1945年8月15日の太平洋戦争の敗戦から65年、日本はこの間に驚異的な経済成長を遂げ、世界中はそれを「奇跡」と評した。

物質的には確かに豊かになった。
特に20世紀後半の日本には、元マレーシア首相、マハティール・モハマド(Mahathir Mohamad)氏をして「もし、日本なかりせば-原文:Towards a prosperous future (PDF)」と言わしめたものが確かに存在した。

ところで、この時代の日本人は実生活面でも本当に幸福だったのだろうか。
事実、バブル景気最高潮の1980年代後半に生まれた「過労死」という言葉はKaroshi (death from overwork)として世界中に認知されるほどになったことを思えば、そういう疑問が生じても不思議でも何でもない。

私に言わせれば、この当時の日本人はただ単にカネを物差しとして「幸せ」だったように振舞っていただけではないのだろうか。

確かにカネはないよりあった方がいい。
発展途上国の国民が物質的に豊かになるためにガムシャラに働くのは正しいことだ。

しかし、ある程度の豊かさを享受できるようになったならば、ギアチェンジをするべきだと思う。
日本人はそのギアチェンジをしなかったばかりに今の不幸を招いているような気がしてならない。

今や私の人生のメンターとも呼びたいくらいの浅田次郎氏は、その著書「カッシーノ1!」「カッシーノ2!」の中で、「労働の正当な対価が、賃金ばかりであるはずはない。労働に見合うだけの遊びをせねば、人間は幸福の所在を死ぬまで確認することができない。個々の差こそあれ、ひとりひとりが把握するそうした幸福の実感の集合が、文化国家の実力である。」と書いている。

「カネ余り」と言われた1980年代に、個々の人間が経済成長の果実としての「真の幸福」を追求していれば、今のような無様な状態にはなっていなかったのではなかろうか。

私は、あの当時、「過労死」させるまで働かせるとは何事だ、「カネ余り」なら欧米人のように休めるようにしろ、と要求した労働組合はなかったように記憶している。

そして、時代は変わり、「失われた20年」とまで言われるようになった今、カネを物差しとして幸福度を測っていた日本人は「一億総不幸」の状態に陥っている。

菅直人首相が就任会見で「最小不幸社会の実現を目指す」と言ったことは、このことを如実に表している。

私は同年代、あるいは先輩世代のサラリーマンが何気なく使う「定年になったら○○したい」という言葉を聞くと、私はなぜ「定年にならないとできないのか」と疑問に思う。
やりたければ今やればいいではないか、と・・・

浅田氏はその著書の中で「労働が美徳であると同時に、労働の対価としての遊びも美徳である。むろんこの点はアメリカに限らずヨーロッパの先進国でも同様で、もしこの世界常識に異を唱えるとすれば、古くさい共産主義か、戒律でがんじがらめの宗教国家のほかにはあるまい。」と書いている。

ちなみに、これを読んだ人は相当の数に上ったと浅田氏は書いているが、もし、そうならば、もう一度読み返し、そして少しでも彼の言わんとしていることを実践してみたらいかがだろうか。

- - - -

_短い課題 1_. 記録の中から、文字列「blue」を含む行をすべて抜き出し、一行ずつそのまま示せ。
この文章と記録のあいだには何の関係もない。

_記録一覧_.
- - - -

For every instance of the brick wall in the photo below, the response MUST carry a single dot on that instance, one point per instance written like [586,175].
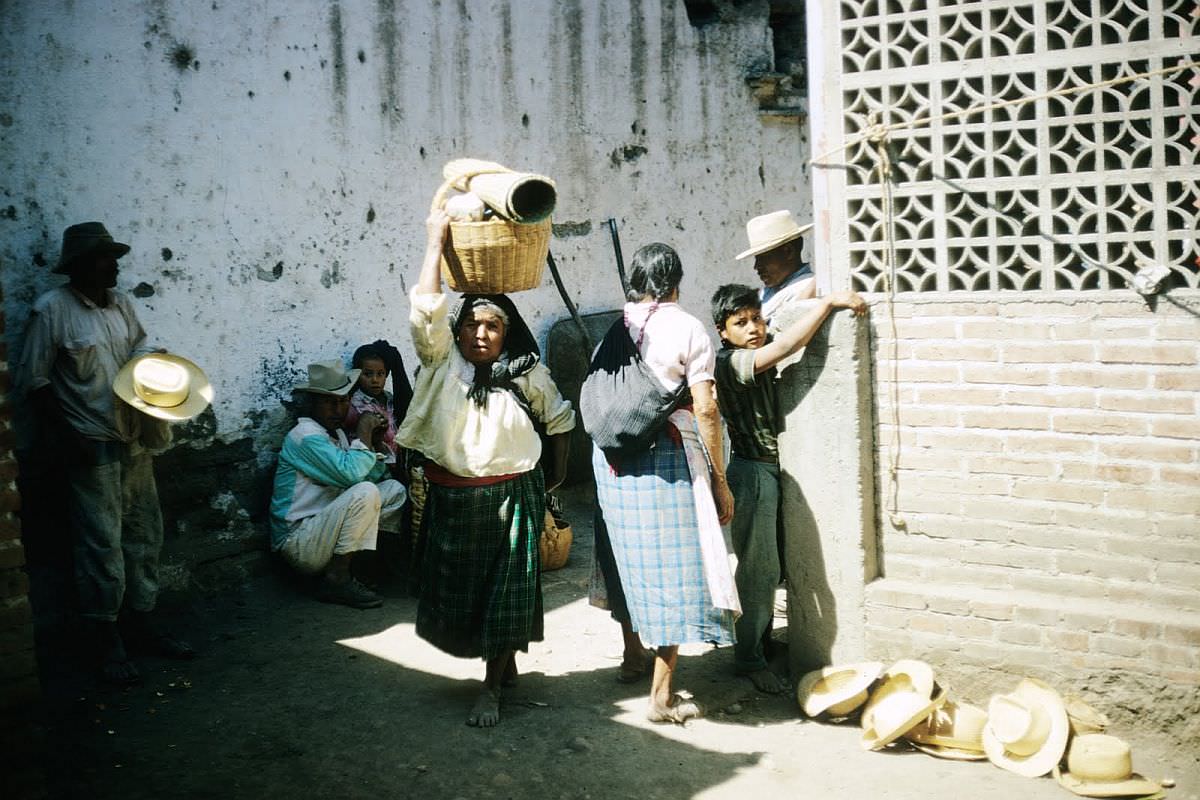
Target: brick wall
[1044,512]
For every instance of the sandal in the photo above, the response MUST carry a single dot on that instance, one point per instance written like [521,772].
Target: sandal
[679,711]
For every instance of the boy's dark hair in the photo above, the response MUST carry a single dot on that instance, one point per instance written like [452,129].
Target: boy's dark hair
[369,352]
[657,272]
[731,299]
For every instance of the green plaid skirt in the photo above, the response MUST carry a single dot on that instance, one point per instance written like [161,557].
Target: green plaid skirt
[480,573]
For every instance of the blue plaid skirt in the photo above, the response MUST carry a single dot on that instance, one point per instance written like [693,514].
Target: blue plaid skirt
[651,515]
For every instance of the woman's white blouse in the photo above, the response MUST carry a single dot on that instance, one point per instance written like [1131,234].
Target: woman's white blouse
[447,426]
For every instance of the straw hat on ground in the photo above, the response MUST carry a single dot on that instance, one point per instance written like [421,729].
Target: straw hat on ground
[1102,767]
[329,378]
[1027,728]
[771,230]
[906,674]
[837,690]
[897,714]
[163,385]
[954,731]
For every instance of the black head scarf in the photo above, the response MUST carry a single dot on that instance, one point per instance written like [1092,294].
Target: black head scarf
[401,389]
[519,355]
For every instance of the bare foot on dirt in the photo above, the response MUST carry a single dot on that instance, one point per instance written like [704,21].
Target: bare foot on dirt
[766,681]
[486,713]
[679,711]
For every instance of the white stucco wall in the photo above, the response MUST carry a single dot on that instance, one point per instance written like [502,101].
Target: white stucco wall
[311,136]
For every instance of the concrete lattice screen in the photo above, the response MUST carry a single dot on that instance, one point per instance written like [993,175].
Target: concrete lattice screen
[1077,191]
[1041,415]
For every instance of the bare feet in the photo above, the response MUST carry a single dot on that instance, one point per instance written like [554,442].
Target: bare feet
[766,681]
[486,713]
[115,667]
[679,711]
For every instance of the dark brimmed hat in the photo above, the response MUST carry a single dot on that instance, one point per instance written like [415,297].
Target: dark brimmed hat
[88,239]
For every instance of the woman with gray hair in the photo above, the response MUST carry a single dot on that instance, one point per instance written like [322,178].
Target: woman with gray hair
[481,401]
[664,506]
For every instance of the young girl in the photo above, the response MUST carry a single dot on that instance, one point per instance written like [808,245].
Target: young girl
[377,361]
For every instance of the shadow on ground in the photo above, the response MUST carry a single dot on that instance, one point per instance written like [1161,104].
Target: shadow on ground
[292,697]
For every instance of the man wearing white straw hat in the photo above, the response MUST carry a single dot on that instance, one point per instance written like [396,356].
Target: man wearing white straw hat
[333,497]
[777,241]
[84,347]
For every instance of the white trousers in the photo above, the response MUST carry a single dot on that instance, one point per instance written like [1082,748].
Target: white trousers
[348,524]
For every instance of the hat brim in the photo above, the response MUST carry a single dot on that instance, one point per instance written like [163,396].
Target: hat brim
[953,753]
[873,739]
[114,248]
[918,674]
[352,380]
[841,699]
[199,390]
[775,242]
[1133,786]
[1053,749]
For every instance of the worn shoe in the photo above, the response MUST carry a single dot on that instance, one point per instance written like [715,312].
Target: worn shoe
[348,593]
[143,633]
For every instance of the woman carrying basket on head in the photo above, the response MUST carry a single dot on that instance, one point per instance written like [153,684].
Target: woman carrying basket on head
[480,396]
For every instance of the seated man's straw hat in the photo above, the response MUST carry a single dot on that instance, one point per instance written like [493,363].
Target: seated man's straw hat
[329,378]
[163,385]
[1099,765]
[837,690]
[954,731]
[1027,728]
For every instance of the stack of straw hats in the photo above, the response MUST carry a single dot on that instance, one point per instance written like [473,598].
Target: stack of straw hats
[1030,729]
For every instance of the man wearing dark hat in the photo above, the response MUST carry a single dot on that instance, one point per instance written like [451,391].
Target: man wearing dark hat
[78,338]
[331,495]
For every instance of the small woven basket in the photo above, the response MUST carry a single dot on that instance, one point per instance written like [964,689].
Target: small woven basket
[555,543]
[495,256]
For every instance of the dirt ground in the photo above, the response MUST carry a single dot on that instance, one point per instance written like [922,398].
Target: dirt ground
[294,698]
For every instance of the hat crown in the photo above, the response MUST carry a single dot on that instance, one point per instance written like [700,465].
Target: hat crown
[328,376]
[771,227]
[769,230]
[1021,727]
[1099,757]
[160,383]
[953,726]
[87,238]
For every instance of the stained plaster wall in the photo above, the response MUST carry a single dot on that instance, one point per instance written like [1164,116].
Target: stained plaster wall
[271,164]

- - - -

_短い課題 2_. 日本人の幸福と働き方をめぐる文章を、最後の文の後から再開し、書き進めよ。

_出力 1_.
For every instance of the blue plaid skirt in the photo above, the response MUST carry a single dot on that instance, one point per instance written like [693,514].
Target: blue plaid skirt

_出力 2_.
休暇なんか取れるかと言われるなら伊沢次男の著書である「会社をとるか、自分をとるか」を、 先立つものがない、と言われるなら私の書いた「キャピタル・ゲイン(capital gains)-1990年代後半のアメリカ人のように暮らそうぜ!」を参考にするといいだろう。

時代が古すぎて参考にならないって?
ならないなら自分自身で考えたらいいだろう。
それが幸福な人生を送るために一番必要なことだからだ。

先日のシンガポール・デサル(マレーシア)旅行で出会ったシンガポール人の証券トレーダー、エリック・タン(Eric Tan)さんは私に聞いた。
「私はかつて三井住友銀行で働いていた。日本人は皆忙しかった。何で日本人だけ忙しいのでしょうか。カルロスさん(もちろんここは私の本名)も忙しいのですか。」

私はそれに対する明確な答えを英語で言うことはできなかった。
言えたのは私が忙しいかという質問に対する答えだけだった。(爆)

ここで思い出したのは1993年当時、ジャカルタへ赴任していた某銀行勤務の友人のことだった。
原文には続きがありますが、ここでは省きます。